EXERCISE GOAL:
Reproduce the exercise notebook from "# re.search() will" up to and including "print(mach['section'][mach.lion == True])", swapping "flatterers" for "tyrants".

EXCERPTED TEXT:
In [3]:
# Importing relevant packages 

import pandas as pd
import re


# Advanced Social Data Science 2 (ASDS2) Exercises


## April 19: Overview and regular expressions

### 1: Thinking about text as data

Go to Kaggle’s database of text data sets here: https://www.kaggle.com/datasets?topic=nlpDatasets 

1. Find an interesting data set. (Try searching the data sets or playing around with the sorting rule in the top right). It doesn’t have to be social sciencey, just whatever looks interesting to you.
2. Describe the variables in the data. What’s there in addition to the text itself, if anything?
3. What’s a meaningful latent variable which might vary across the texts? (For example, ‘sentiment’ might plausibly vary across movie reviews).
4. Assume you could measure the latent variable from (3). How might that latent variable correlate with other properties of the units of the data? (These can be observed variables in the data, or other, unobserved properties).


### 2: Importing text data

1. The file mach.csv, available at the course Absalon page, contains part of Machiavelli’s The Prince, subdivided into 188 sections. Download it to your computer.
2. Import the file into Python using read_csv() from pandas 

In [4]:
# Importing Machiavelli file

mach = pd.read_csv("mach.csv")
mach = mach.rename(columns = {'Unnamed: 0': 'section'}) #Renaming unnamed column


3. Using the search function from Python’s re module (or a Pandas equivalent), find out in which section(s) the following terms appear:
    - lion
    - flatterers
    - ccmnot

In [5]:
# Creating columns containing a boolean value for each section showing whether the term is present or not

# pd.contains uses re.search() and returns a boolean indicating whether the given term is contained in the text. 
# re.search() will also return True if the term is part of a longer word, e.g. lioness or lionization

mach['lion'] = mach['text'].str.contains('lion') 
mach['flatterers'] = mach['text'].str.contains('flatterers')
mach['ccmnot'] = mach['text'].str.contains('ccmnot')


In [4]:
print('Sections containing the word \"lion\"')
print(mach['section'][mach.lion == True])

LISTED RECORDS:

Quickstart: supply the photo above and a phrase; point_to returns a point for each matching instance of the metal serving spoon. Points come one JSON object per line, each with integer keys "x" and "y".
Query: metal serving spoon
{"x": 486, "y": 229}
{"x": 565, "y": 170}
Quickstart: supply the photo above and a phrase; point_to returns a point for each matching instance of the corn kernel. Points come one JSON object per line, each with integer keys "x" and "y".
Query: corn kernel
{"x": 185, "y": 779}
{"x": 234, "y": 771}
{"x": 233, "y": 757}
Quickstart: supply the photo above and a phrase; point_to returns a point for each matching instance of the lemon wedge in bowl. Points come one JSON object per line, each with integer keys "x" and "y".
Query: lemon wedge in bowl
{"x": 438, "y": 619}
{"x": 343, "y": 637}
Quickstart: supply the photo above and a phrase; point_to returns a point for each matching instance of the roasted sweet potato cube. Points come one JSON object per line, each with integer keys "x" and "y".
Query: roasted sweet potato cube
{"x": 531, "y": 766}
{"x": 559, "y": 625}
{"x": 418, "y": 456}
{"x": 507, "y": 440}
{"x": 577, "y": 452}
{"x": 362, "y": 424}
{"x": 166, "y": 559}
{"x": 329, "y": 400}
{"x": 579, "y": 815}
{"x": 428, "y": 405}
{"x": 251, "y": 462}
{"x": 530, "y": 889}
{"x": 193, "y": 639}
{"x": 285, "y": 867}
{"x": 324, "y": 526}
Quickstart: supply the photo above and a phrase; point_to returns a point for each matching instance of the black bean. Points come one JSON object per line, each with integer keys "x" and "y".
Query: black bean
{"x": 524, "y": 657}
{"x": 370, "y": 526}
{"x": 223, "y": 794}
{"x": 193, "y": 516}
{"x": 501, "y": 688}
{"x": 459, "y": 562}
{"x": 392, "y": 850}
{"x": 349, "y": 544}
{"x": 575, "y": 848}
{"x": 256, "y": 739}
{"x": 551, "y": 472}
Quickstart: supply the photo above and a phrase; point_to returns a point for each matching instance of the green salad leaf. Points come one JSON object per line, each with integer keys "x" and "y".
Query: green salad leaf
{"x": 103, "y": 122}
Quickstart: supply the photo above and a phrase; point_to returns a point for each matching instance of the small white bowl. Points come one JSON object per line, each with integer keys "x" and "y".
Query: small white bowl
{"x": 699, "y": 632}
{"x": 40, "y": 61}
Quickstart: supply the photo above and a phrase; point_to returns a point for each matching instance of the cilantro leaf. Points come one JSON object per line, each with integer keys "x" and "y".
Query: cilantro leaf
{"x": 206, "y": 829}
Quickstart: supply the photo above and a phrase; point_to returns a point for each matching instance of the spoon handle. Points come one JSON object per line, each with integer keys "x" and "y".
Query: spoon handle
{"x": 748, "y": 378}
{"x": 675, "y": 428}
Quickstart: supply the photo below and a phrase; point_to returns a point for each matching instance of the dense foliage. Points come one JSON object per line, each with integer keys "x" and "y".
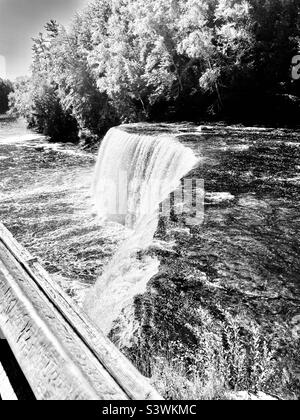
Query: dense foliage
{"x": 5, "y": 90}
{"x": 129, "y": 60}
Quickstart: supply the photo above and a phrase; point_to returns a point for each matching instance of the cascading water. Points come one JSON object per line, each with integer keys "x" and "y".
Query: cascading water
{"x": 134, "y": 174}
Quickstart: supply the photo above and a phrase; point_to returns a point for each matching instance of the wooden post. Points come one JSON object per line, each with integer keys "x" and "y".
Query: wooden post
{"x": 61, "y": 353}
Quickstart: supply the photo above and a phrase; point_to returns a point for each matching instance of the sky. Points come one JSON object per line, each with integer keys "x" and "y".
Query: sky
{"x": 20, "y": 20}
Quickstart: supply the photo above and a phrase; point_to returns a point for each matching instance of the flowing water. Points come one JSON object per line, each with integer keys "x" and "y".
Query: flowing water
{"x": 245, "y": 255}
{"x": 134, "y": 174}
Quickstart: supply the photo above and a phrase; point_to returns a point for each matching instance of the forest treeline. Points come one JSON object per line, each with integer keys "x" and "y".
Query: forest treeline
{"x": 6, "y": 87}
{"x": 132, "y": 60}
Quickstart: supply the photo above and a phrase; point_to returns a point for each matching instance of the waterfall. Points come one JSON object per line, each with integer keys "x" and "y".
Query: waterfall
{"x": 134, "y": 174}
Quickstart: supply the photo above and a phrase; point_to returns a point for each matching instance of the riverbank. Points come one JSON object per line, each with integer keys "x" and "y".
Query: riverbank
{"x": 230, "y": 282}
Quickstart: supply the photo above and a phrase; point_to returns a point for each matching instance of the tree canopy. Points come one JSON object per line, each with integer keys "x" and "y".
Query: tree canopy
{"x": 6, "y": 88}
{"x": 131, "y": 60}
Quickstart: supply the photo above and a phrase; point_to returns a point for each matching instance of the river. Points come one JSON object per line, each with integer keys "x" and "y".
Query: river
{"x": 244, "y": 257}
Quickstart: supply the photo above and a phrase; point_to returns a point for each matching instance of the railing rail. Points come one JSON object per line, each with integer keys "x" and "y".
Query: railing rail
{"x": 61, "y": 353}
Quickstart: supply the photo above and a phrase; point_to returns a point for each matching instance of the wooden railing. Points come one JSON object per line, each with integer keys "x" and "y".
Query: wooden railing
{"x": 61, "y": 353}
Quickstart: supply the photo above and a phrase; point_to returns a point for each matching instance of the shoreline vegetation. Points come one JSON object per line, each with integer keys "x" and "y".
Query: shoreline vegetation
{"x": 168, "y": 61}
{"x": 202, "y": 61}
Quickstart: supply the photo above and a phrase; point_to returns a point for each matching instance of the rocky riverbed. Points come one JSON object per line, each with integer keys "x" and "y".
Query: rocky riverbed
{"x": 229, "y": 285}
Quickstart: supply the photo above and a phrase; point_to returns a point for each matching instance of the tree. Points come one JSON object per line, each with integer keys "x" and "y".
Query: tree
{"x": 6, "y": 88}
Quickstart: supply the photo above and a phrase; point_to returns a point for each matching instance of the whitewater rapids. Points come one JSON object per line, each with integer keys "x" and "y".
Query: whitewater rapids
{"x": 133, "y": 175}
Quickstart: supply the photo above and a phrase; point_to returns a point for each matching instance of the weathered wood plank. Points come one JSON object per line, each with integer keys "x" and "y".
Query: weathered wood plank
{"x": 70, "y": 325}
{"x": 6, "y": 391}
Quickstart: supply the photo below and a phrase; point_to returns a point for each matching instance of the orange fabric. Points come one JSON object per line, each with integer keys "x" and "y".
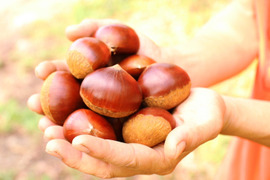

COMPLETE ANSWER:
# re.search() will also return True if the term is part of a longer word, e.g. lioness or lionization

mach['lion'] = mach['text'].str.contains('lion') 
mach['tyrants'] = mach['text'].str.contains('tyrants')
mach['ccmnot'] = mach['text'].str.contains('ccmnot')


In [4]:
print('Sections containing the word \"lion\"')
print(mach['section'][mach.lion == True])